■ **Required actions**:
• A. Decide whether each statement agrees with the science journal round-up, answering yes or no and quoting the words that settle it: (i) Dr. Ignacio Chapela was denied tenure. (ii) The porphyrin-based molecules can withstand temperatures up to 400 degrees C. (iii) The molecular memory work came from chemists at UC Berkeley.
• B. In the science journal round-up, translate this sentence into Spanish: "Also, multi-bit information storage is possible with these molecules since they can undergo multiple redox states."
• C. Answer these questions from the science journal round-up:
(i) What date heads the round-up?
(ii) Which journal, with which date, is given for the tenure story?
(iii) About how many read-write cycles can the molecules withstand?

■ **Reading text**:

== == ==

Friday, December 12, 2003

Science Journal Round-up

Science News

Berkeley accused of biotech bias as ecologist is denied tenure
Nature 10 Dec 2003 - Apparently Dr. Ignacio Chapela, an anti-GM ecologist, is upset that he was denied tenure. He claims that it's because Berkeley is biased (towards research that generates money as opposed to research that generates zilcho dinero). Gee, could it be that he didn't get tenure because he published diddley squat?! Sorry, buddy, in science being a nice guy just doesn't cut it.

Hot Research

Molecular Memories That Survive Silicon Device Processing and Real-World Operation
Science 28 Nov 2003 - Chemists from UC Riverside and N. Carolina State have developed an organic molecular method for storing information. They show that porphyrin-based molecules fused to Si(100) can withstand the extremes of temperature (up to 400 degrees C) and ~10^12 read-write cycles. Also, multi-bit information storage is possible with these molecules since they can undergo multiple redox states.

== == ==

■ **Data listing**:
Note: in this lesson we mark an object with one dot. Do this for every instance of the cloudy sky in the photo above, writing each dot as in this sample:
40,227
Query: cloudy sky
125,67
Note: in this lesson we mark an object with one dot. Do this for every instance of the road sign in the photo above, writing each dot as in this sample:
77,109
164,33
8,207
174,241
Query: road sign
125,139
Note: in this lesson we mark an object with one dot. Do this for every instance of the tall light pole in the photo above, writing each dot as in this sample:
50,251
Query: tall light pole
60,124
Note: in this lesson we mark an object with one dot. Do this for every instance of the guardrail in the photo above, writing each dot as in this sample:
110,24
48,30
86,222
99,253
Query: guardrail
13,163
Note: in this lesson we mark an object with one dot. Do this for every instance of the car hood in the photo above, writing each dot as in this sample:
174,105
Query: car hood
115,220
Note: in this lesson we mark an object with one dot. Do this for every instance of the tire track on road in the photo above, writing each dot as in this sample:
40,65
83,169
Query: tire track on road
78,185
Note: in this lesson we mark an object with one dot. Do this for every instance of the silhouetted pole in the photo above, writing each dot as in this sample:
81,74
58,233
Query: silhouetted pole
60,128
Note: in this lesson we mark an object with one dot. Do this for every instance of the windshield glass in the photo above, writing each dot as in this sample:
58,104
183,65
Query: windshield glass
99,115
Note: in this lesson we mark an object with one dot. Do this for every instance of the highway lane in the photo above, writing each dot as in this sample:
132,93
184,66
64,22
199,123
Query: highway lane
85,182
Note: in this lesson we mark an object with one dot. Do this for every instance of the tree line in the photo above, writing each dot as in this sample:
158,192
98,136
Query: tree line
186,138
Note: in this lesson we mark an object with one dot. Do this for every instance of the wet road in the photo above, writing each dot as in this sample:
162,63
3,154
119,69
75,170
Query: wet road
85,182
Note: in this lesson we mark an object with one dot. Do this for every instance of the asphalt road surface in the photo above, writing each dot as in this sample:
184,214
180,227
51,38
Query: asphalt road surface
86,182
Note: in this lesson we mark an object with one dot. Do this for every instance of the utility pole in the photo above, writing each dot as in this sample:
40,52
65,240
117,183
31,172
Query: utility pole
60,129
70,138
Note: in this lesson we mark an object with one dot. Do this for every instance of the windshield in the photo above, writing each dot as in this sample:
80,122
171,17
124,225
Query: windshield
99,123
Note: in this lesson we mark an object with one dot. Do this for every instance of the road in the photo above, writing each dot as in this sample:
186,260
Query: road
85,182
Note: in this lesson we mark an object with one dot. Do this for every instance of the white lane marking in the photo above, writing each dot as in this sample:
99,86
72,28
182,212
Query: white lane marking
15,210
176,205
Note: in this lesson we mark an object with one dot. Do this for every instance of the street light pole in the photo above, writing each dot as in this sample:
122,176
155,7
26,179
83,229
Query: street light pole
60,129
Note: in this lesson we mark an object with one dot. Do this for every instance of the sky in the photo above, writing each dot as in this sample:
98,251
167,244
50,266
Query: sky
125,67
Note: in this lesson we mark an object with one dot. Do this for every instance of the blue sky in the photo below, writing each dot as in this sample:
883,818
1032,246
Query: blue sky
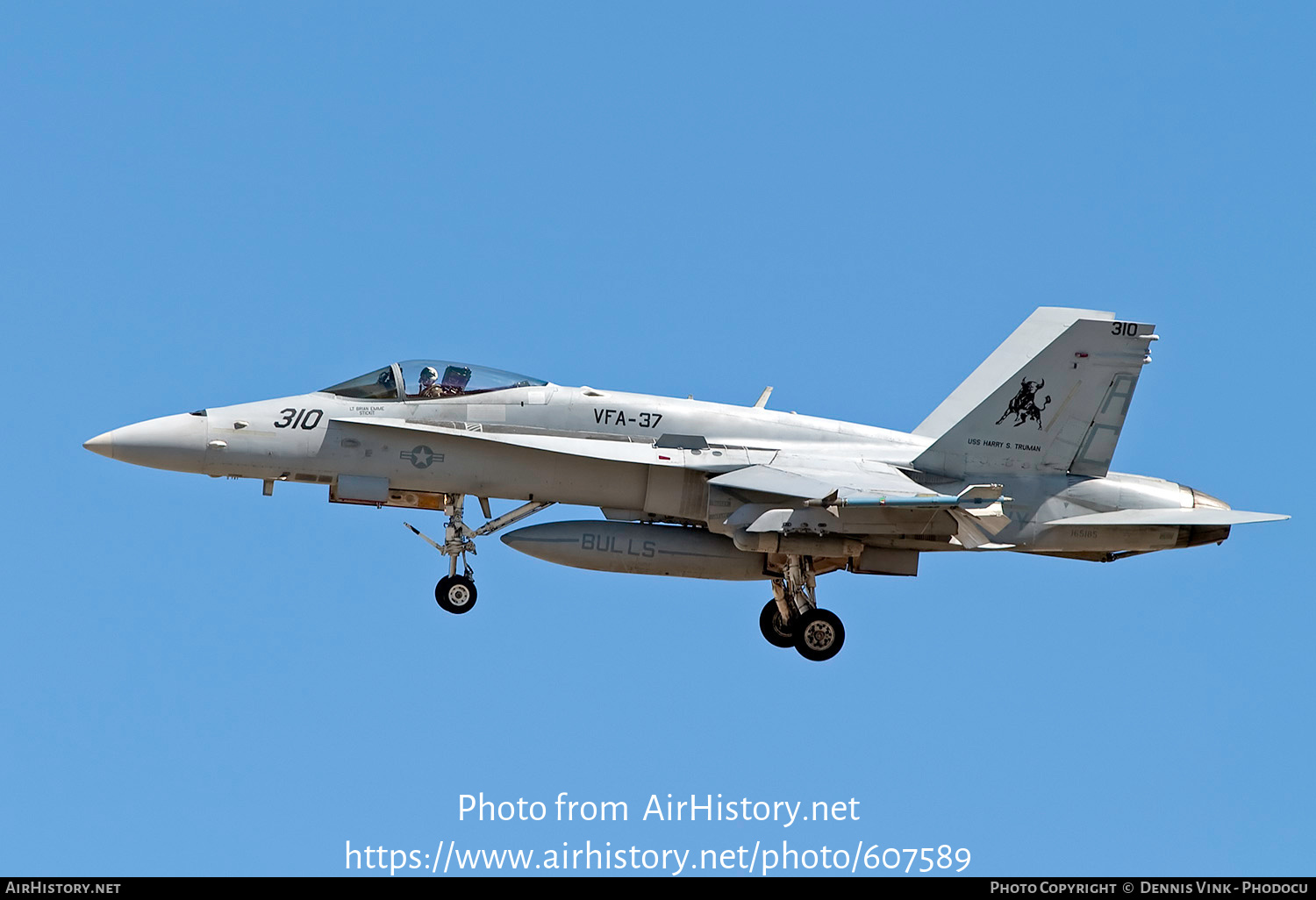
215,203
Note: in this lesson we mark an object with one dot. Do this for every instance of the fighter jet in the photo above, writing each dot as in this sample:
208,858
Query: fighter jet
1015,460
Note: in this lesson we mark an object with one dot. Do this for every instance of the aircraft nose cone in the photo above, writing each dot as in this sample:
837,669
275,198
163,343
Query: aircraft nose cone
102,444
175,442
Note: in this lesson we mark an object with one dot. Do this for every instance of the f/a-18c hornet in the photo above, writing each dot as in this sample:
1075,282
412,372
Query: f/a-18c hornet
1015,460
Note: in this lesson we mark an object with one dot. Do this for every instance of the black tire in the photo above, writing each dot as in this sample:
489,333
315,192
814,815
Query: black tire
455,594
819,636
770,624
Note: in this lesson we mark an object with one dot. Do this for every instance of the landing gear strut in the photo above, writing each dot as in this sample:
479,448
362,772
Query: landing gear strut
454,592
791,618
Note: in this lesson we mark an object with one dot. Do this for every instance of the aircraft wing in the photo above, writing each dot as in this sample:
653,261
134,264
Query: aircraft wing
1195,516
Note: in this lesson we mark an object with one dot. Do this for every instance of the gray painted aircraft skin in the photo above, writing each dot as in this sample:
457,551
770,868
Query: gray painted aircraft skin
1015,460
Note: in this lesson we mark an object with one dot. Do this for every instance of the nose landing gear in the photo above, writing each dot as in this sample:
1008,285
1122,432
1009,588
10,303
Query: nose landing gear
791,618
454,592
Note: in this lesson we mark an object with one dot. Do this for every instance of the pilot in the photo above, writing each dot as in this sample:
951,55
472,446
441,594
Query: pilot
428,387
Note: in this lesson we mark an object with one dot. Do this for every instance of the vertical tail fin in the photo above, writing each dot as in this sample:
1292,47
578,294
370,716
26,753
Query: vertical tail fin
1050,399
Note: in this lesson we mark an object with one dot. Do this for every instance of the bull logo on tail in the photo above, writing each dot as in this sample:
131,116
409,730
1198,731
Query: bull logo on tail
1024,405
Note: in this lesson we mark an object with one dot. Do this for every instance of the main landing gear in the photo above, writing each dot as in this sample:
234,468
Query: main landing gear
455,594
791,618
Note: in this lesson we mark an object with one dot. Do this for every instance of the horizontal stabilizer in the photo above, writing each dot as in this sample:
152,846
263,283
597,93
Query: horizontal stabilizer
1195,516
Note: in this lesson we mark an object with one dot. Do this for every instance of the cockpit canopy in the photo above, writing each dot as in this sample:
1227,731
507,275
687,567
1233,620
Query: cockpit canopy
429,379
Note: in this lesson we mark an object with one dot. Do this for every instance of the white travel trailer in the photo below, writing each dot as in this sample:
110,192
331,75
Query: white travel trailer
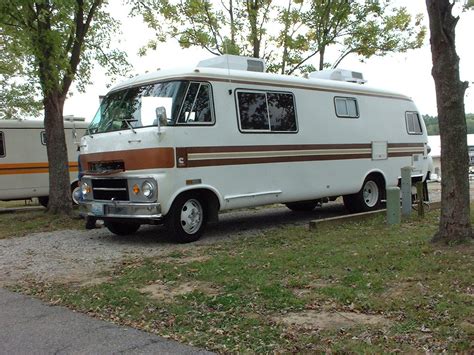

== == ==

■ **Written answers**:
• A.
(i) Yes: "he was denied tenure"
(ii) Yes: "can withstand the extremes of temperature (up to 400 degrees C)"
(iii) No: "Chemists from UC Riverside and N. Carolina State"

• B. Además, el almacenamiento de información de varios bits es posible con estas moléculas, ya que pueden pasar por múltiples estados redox.

• C.
(i) Friday, December 12, 2003
(ii) Nature, 10 Dec 2003
(iii) ~10^12